EXERCISE OBJECTIVE: The span to repeat in the listing below runs from the line containing "Target: awning" to the line containing "Target: short black hair", inclusive. Repeat it exactly, and only it.

RECORD EXCERPTS:
=== Section Start ===

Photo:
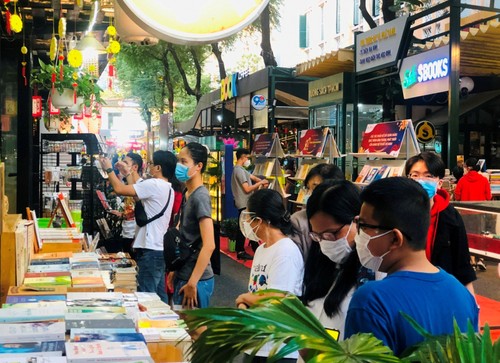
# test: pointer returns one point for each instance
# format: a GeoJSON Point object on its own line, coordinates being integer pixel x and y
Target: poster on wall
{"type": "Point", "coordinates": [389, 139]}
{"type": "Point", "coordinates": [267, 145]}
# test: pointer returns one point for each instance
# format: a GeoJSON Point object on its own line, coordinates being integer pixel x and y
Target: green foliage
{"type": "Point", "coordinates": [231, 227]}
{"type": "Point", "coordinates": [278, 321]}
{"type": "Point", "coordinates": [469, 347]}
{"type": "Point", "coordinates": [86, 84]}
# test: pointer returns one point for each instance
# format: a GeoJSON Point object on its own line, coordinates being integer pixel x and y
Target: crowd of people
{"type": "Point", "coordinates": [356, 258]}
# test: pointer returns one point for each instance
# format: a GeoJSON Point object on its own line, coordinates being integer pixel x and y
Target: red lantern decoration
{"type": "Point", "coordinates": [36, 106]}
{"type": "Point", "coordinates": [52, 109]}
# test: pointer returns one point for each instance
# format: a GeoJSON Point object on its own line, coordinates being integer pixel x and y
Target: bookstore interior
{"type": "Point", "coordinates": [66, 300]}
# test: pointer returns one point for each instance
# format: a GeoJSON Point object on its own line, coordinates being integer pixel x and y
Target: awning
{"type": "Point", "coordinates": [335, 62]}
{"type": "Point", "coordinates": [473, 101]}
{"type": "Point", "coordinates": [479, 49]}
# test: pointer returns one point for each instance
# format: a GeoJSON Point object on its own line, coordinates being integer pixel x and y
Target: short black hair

=== Section End ===
=== Section Start ===

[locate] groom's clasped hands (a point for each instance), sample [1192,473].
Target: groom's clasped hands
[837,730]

=== Section End ===

WRITTEN RESPONSE:
Target: awning
{"type": "Point", "coordinates": [335, 62]}
{"type": "Point", "coordinates": [473, 101]}
{"type": "Point", "coordinates": [479, 49]}
# test: pointer returns one point for each instance
# format: a GeoJSON Point object on its own line, coordinates being integer pixel x and y
Target: short black hair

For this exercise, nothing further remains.